### 任务要求
1: 请照抄 yolov5 代码解析文段中的一段，从含有“其中ckpt_yolov5_”的那句起，抄到“一些博客,写的很详细,清晰。”为止。
2: 紧接 yolov5 代码解析文段的最后一句，续写其后的下一部分。

### 所示文段
★ ★ ★ ★

0


yolov5 代码内容解析

Yolov5 目标检测

一、工程目录及所需的配置文件解析

整个目录结构如下图所示:

其中config_document包含yolov5的预训练模型和模型参数等的配置文件,结构如下图所示:

   其中ckpt_yolov5_v4文件夹为yolov5的预训练模型,其为基于coco数据集共80个类别,已经训练好的初始模型参数,在数据量较少的情况下使用预训练模型可使训练过程较快速收敛(迁移学习),因为预训练模型已经有80个类别相对较好的权重和偏差,相比从头训练,模型权重为0或0-1间随机选取,效果更好,更易收敛。

配置文件

data.yaml 存放模型训练和验证路径,以及对应的类别数,类别名称:

hyp.yaml为模型的配置参数,每个配置参数含义在其进行了简单的中文解释

    yolov5l.yml和yolov5m.yml等分别为yolov5不同模型对应的架构,anchor,类别数和模型的宽度,深度。在训练模型过程中仅仅需要更改模型的类别数,对于Yolov5模型架构的设计,及不同大小模型的区别可以参考大白的一些博客,写的很详细,清晰。

★ ★ ★ ★

### 所给信息
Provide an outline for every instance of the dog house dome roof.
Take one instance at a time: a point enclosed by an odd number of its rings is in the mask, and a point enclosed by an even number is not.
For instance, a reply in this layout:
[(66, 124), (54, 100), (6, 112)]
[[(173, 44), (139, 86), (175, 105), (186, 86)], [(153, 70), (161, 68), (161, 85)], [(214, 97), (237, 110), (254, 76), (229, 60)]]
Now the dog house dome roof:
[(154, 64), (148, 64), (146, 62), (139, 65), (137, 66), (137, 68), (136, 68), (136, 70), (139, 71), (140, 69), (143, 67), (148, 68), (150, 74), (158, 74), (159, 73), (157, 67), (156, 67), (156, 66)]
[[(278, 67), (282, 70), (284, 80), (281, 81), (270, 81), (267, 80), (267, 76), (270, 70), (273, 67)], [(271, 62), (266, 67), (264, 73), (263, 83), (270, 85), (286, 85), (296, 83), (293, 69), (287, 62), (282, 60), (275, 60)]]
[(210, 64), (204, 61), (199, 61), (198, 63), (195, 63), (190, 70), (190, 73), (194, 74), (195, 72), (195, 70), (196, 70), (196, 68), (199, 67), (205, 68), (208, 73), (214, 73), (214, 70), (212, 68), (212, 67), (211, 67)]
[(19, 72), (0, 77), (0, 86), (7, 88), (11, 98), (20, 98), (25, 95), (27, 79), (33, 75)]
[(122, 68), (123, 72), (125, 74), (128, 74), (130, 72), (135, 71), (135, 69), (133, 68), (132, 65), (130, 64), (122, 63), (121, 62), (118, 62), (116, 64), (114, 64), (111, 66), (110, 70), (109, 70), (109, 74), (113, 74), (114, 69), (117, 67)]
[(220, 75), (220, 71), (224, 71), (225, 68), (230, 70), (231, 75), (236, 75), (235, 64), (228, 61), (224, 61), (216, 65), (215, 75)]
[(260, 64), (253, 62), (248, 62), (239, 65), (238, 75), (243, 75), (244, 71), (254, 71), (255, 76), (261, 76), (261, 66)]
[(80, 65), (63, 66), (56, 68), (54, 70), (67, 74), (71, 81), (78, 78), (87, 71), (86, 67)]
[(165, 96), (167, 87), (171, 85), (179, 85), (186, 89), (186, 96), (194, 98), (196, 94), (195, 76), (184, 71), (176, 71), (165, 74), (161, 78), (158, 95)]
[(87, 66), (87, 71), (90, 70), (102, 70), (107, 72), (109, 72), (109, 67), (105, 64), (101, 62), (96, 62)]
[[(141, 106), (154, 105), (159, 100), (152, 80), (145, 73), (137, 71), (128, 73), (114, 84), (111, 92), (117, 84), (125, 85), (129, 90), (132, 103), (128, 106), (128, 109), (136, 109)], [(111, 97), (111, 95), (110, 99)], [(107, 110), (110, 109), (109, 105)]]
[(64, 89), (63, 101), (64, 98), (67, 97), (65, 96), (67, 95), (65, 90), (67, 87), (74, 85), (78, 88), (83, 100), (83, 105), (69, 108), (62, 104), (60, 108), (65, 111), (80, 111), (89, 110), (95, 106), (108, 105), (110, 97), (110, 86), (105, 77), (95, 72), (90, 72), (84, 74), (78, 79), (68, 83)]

★ ★ ★ ★

### 任务答案
1:
其中ckpt_yolov5_v4文件夹为yolov5的预训练模型,其为基于coco数据集共80个类别,已经训练好的初始模型参数,在数据量较少的情况下使用预训练模型可使训练过程较快速收敛(迁移学习),因为预训练模型已经有80个类别相对较好的权重和偏差,相比从头训练,模型权重为0或0-1间随机选取,效果更好,更易收敛。

配置文件

data.yaml 存放模型训练和验证路径,以及对应的类别数,类别名称:

hyp.yaml为模型的配置参数,每个配置参数含义在其进行了简单的中文解释

    yolov5l.yml和yolov5m.yml等分别为yolov5不同模型对应的架构,anchor,类别数和模型的宽度,深度。在训练模型过程中仅仅需要更改模型的类别数,对于Yolov5模型架构的设计,及不同大小模型的区别可以参考大白的一些博客,写的很详细,清晰。

2:
二、训练代码详解

对于train.py文件的解读:

    # Directories
    wdir = save_dir / 'weights'
    wdir.mkdir(parents=True, exist_ok=True)  # make dir
    last = wdir / 'last.pt'
    best = wdir / 'best.pt'
    results_file = save_dir / 'results.txt'
   设置最后需要保存的最好的(best)和最后的(last)的模型文件路径,以及验证集输出结果的txt文件路径,包含迭代的次数,占用显存大小,图片尺寸,精确率,召回率,位置损失,类别损失,置信度损失和map等。
    # Configure
    plots = not opt.evolve  # create plots
    cuda = device.type != 'cpu'
    init_seeds(2 + rank)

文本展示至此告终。